**LIST OF TASKS:**
• a. In the video compression discussion, how does intraframe compression handle each frame?
• b. Update the stretch of the video compression discussion from "http://www.leckman.com/articles/codecs_05.html" through "higher bit rate.", replacing "bit rate" with "data rate".
• c. Go on with the video compression discussion from the point where it stops.

**EXCERPTED PASSAGE:**
Correct me if I'm wrong...

 

But isn't "inter frame" a type of encoding schema while "intra frame" something as part of that encoding schema? So this title isn't making sense to me.

Both are compression methods for video.  A video is basically made up of frames that play back at a certain number of frames per second.  Each frame is an image.

 

Interframe compresses each frame based on the information contained in the frames before and after.  It groups a certain number of frames together before compressing.

Intraframe compresses each frame individually, ignoring whatever is happening in adjacent frames.

http://www.leckman.com/articles/codecs_05.html

 

What the OP said is based on only theory without practice.  In reality,

  • Camera manufacturers that design cameras which allow the camera operator to select the type of codec or compression method in camera usually design it this way:
    • If the camera supports both Intraframe and Interframe compression codecs, the Intraframe version will always record with a higher bit rate.
    • Which means given a certain capacity memory card, selecting Intraframe compression in camera means the camera operator can record less video duration than if he/she had selected to use Interframe compression.

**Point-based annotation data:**
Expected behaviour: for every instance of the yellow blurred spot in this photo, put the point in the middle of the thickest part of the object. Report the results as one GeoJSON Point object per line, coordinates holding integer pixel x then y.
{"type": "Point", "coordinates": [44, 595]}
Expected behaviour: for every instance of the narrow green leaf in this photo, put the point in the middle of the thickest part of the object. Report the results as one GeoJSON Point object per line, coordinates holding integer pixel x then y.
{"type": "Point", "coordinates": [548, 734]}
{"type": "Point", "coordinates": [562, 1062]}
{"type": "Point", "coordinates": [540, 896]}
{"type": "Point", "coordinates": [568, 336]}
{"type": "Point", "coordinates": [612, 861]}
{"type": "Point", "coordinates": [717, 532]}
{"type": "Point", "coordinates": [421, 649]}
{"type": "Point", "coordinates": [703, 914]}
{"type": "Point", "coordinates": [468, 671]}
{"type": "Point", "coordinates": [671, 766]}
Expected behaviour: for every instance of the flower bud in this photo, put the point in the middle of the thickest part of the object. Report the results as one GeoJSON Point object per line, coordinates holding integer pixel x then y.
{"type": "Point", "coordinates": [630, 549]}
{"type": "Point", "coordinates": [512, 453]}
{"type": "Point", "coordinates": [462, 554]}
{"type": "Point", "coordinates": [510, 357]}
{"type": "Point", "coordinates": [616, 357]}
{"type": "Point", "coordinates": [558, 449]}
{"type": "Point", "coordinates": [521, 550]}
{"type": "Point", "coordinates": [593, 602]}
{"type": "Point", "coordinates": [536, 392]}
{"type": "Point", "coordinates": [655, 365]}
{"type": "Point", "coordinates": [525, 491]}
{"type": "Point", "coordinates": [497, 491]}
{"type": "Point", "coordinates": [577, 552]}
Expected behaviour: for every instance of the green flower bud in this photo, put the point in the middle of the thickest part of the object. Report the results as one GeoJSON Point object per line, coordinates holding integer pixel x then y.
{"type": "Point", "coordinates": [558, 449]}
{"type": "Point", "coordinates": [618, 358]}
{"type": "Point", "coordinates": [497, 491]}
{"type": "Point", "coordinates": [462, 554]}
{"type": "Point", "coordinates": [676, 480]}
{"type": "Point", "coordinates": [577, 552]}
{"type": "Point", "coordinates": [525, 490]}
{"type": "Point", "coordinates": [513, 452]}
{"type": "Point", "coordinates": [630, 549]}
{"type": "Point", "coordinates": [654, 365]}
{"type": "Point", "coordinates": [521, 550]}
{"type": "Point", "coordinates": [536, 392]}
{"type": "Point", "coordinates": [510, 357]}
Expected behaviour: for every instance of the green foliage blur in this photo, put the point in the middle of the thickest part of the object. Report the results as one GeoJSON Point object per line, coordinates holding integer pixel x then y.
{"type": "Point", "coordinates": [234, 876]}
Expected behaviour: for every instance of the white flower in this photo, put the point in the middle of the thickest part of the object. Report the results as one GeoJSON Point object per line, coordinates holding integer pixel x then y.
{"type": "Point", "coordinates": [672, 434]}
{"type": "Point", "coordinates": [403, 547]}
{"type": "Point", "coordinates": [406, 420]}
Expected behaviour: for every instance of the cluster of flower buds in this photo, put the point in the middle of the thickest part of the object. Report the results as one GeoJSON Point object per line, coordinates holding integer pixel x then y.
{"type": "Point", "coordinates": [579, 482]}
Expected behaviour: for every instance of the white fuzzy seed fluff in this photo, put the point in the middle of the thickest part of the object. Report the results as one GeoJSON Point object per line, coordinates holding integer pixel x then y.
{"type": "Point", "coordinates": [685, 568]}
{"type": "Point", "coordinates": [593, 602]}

**WRITTEN ANSWERS:**
• a. It compresses each frame individually, ignoring whatever is happening in adjacent frames.

• b.
http://www.leckman.com/articles/codecs_05.html

 

What the OP said is based on only theory without practice.  In reality,

  • Camera manufacturers that design cameras which allow the camera operator to select the type of codec or compression method in camera usually design it this way:
    • If the camera supports both Intraframe and Interframe compression codecs, the Intraframe version will always record with a higher data rate.

• c.
      • An example is a camera like the Sony FS7 which lets the camera operator choose between XAVC-I (Intraframe) and XAVC-L (Long GOP, Interframe).  4K 60p on a single 128GB memory card, with XAVC-I you get approximately 30 minutes of recording time, with XAVC-L you get a little bit over double that amount of recording time.
  • Second, people who work in video production know the pros and cons of Intraframe and Interframe and understand how to handle various compression methods.

Intraframe does not have a quality advantage if the video has the same bit rate as the Interframe version, it may even look worse.  However only a fool would use Intraframe and set the encoding to the same (as Interframe) or too low a bit rate.

 

Interframe Compression
Pros:

  • Can achieve similar picture quality at lower bit rate than Intraframe if there's not too much motion - as bit rate lowers, it affects primarily motion quality, not image quality
  • Can take advantage of multipass approaches to really optimize compression (but, in general, not during acquisition)

Cons:

  • Picture quality is not consistent between frames - especially with lots of motion in the frame (or at scene changes), the picture may fall apart for a few frames.
  • Editing is harder and may introduce some quality loss at edit points


Intraframe Compression
Pros:

  • Consistent image quality from frame to frame, regardless of motion/scene changes
  • Easier editing without Interframe compression quality loss issues

Cons:

  • As bit rate lowers, it affects image quality of all video, regardless of motion, so bit rates tend to be higher


Or, in brief, for a given bit rate, Intraframe compression prioritizes consistency and motion quality, while Interframe prioritizes image quality (when there is not that much motion going on in the scene).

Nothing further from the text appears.